>> BEGIN Document extract
But as well as being nutritionally unbalanced, the larger-than-life, mouth-mugging qualities of crisps and extruded snacks have a pernicious effect on young tastebuds, accustoming them to hefty servings of that all-too-familiar fat/salt/sugar trilogy so omnipresent in junk food. A taste for this will certainly distort the palate and reduce a child’s ability to appreciate real, natural food that lacks these heavy-handed artificial tastes. Just as we would find it unpleasant to drink orange juice after brushing our teeth, so children accustomed to the taste effect of crisps and other junk food will find it harder to like or appreciate a wider range of more subtle, straightforward, untampered-with flavours.

Despite the poor nutrition they offer, and the junk-food palate they are likely to encourage, crisps and extruded snacks have become the ubiquitous ‘savoury’ convenience foods for children. They are cheap, though not necessarily good value for money, and they keep for ages. Pre-wrapped and easily opened, they are the lazy alternative to a more wholesome snack that might need to be prepared at home. When we are tired or under pressure, it’s very easy just to pop that bag of crisps into the schoolbag rather than filling a roll or even washing an apple.
>> END Document extract
>> BEGIN Source material
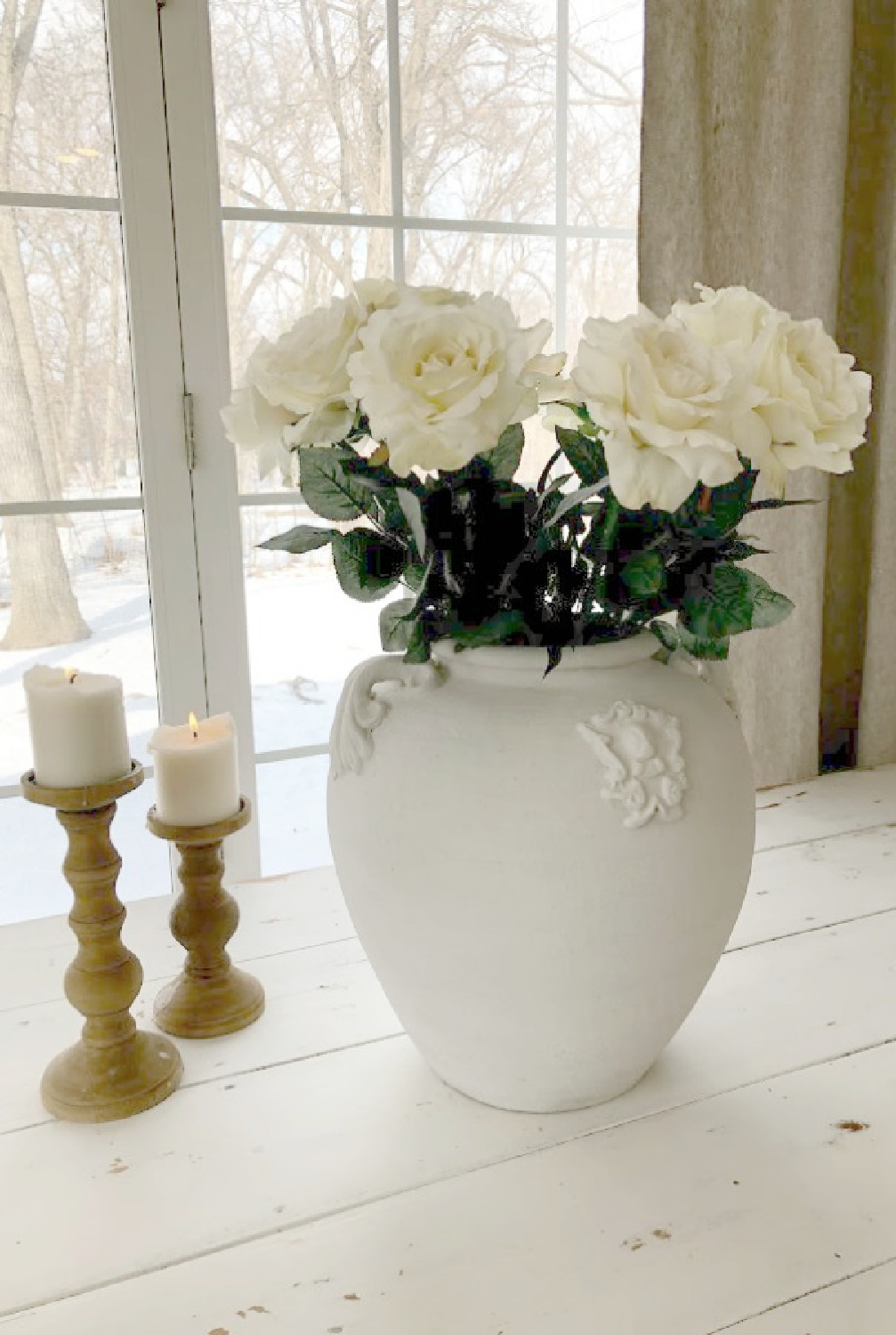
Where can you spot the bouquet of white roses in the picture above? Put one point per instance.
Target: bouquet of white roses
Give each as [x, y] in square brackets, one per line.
[406, 406]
>> END Source material
#### Stated problem:
Answer these questions about the passage on crisps and snacks:
(a) Which three tastes make up the trilogy that crisps and extruded snacks accustom young tastebuds to?
(b) What drink does the passage say we would find unpleasant after brushing our teeth?
(c) What two things could a parent do instead of putting a bag of crisps into the schoolbag?

#### Solution to the problem:
(a) Fat, salt and sugar.
(b) Orange juice.
(c) Filling a roll or washing an apple.